> Text:
____
AIDS specialists at the School of Medicine and researchers at the Lineberger Comprehensive Cancer Center will receive multi-million-dollar grants to bolster their research and services.

The School of Medicine will get $12.5 million from the National Institute of Allergy and Infectious Diseases over the next five years to continue its battle against AIDS.

Charles van der Horst and Joseph Eron, professor and associate professor of medicine, respectively, are leading the effort.

The money is part of $21 million in renewed national Adult AIDS Clinical Trials Group (AACTG) funding. It will support care for people living with AIDS across North Carolina and clinical trials that already have resulted in far more effective treatments and promise further medical progress, the physicians say. Duke University researchers will receive the balance.

The new federal funding reflects both the quality of AIDS research and treatment in North Carolina and the growing number of people infected with HIV -- the virus that causes AIDS -- in the region.

Lineberger Comprehensive Cancer Center has received a five-year, $25.3 million grant from the National Cancer Institute to renew support for its cancer research programs.

That's a 94 percent increase from the center's previous five-year grant, one of the largest increases ever awarded by the institute's cancer centers program. All of the funds will be used at the University, making this grant one of the largest ever awarded for research at Carolina.
____
> Available data:
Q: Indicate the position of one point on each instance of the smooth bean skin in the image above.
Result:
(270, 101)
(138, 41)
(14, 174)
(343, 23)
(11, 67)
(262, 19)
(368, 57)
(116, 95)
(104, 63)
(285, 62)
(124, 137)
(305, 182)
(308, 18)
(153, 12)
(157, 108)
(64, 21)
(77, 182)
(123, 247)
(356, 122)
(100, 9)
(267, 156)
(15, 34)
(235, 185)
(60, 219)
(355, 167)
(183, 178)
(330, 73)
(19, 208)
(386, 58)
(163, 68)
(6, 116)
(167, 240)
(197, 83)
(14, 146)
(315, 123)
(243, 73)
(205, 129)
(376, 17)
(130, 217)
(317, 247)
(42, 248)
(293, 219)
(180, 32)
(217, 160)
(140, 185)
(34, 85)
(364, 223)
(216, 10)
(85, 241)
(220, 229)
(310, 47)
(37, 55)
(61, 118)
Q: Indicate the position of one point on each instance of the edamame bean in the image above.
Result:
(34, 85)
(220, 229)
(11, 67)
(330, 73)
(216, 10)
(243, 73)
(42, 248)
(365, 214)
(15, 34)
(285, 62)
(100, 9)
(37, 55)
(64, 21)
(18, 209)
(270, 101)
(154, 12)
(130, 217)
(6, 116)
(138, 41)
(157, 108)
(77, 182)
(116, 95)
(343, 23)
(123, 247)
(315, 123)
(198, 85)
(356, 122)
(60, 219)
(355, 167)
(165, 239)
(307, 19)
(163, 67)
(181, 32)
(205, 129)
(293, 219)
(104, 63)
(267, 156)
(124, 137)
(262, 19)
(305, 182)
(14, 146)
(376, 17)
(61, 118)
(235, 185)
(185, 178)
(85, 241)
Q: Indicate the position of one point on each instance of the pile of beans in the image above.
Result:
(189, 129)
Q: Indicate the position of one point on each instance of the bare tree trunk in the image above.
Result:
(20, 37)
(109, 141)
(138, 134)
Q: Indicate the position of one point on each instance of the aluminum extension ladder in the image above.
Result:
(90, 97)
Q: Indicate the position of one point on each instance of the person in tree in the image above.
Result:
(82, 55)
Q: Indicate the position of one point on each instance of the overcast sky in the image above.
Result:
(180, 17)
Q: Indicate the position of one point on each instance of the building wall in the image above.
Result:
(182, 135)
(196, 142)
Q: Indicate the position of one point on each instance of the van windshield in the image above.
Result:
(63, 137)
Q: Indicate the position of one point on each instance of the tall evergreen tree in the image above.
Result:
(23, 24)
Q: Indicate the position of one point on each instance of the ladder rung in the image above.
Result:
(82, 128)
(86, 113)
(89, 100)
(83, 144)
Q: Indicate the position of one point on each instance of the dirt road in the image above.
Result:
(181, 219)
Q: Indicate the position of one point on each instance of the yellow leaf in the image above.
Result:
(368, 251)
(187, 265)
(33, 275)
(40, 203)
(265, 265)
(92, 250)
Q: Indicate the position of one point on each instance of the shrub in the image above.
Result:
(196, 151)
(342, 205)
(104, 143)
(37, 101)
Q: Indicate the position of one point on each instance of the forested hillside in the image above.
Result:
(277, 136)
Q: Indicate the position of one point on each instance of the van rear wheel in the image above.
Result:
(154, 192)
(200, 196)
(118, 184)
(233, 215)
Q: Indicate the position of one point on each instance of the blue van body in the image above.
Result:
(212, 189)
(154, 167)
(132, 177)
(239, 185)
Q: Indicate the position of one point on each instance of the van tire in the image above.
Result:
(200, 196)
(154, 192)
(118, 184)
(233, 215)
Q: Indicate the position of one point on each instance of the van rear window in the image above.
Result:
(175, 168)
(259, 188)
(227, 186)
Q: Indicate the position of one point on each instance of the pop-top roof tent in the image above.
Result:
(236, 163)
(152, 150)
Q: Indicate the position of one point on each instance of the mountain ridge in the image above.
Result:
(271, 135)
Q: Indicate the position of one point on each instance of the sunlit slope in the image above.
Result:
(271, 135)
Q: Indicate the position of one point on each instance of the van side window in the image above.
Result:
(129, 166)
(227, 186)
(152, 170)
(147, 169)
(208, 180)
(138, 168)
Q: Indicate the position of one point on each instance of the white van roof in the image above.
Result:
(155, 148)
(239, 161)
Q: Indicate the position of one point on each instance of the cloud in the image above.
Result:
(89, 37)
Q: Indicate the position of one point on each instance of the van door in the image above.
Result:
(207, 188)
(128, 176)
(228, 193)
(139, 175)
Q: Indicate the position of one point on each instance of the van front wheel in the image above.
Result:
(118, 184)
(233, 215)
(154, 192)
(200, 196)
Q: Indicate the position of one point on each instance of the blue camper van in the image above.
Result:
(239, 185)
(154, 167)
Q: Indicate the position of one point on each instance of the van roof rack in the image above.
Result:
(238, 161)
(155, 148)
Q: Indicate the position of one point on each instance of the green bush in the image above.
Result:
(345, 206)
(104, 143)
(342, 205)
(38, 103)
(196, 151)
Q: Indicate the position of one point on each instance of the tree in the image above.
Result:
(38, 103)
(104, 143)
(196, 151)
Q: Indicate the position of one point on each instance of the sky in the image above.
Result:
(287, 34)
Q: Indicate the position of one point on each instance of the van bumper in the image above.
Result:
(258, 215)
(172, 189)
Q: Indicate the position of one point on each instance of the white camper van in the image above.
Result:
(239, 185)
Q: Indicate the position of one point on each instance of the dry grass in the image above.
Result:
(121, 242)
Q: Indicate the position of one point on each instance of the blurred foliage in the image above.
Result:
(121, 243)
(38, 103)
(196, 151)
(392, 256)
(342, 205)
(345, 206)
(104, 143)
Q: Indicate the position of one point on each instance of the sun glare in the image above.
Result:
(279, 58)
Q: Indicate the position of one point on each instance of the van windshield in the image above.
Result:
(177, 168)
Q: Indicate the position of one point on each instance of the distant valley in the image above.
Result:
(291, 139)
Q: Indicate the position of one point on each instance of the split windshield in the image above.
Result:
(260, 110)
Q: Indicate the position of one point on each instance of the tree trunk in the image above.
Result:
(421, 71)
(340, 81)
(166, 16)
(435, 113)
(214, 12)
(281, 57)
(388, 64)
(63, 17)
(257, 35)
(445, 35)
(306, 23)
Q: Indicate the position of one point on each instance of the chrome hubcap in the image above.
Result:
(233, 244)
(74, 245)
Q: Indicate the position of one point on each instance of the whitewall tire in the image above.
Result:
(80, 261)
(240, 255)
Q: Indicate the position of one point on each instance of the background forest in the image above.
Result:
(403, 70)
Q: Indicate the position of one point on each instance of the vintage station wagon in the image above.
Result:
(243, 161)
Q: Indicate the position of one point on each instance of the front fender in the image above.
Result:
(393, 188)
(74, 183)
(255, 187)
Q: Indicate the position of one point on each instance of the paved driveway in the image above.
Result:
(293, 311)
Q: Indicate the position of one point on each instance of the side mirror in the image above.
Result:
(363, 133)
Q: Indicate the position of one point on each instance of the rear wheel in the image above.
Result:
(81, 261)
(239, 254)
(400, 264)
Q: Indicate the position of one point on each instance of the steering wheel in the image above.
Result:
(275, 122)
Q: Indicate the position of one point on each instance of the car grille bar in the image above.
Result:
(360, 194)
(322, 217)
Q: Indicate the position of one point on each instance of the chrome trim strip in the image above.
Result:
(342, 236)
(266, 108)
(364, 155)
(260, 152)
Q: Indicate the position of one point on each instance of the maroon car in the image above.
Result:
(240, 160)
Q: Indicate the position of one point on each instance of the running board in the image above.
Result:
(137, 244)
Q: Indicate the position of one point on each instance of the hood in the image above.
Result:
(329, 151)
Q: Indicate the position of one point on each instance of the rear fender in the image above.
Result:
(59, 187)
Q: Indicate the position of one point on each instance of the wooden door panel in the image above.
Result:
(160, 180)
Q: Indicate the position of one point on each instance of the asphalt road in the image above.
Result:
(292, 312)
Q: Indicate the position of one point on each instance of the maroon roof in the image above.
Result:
____
> Exercises:
1. Reproduce, word for word, the stretch of the grants text from "The new federal" through "cancer research programs.".
2. List every specific dollar figure given in the grants text.

> Answers per task:
1.
The new federal funding reflects both the quality of AIDS research and treatment in North Carolina and the growing number of people infected with HIV -- the virus that causes AIDS -- in the region.

Lineberger Comprehensive Cancer Center has received a five-year, $25.3 million grant from the National Cancer Institute to renew support for its cancer research programs.

2.
$12.5 million
$21 million
$25.3 million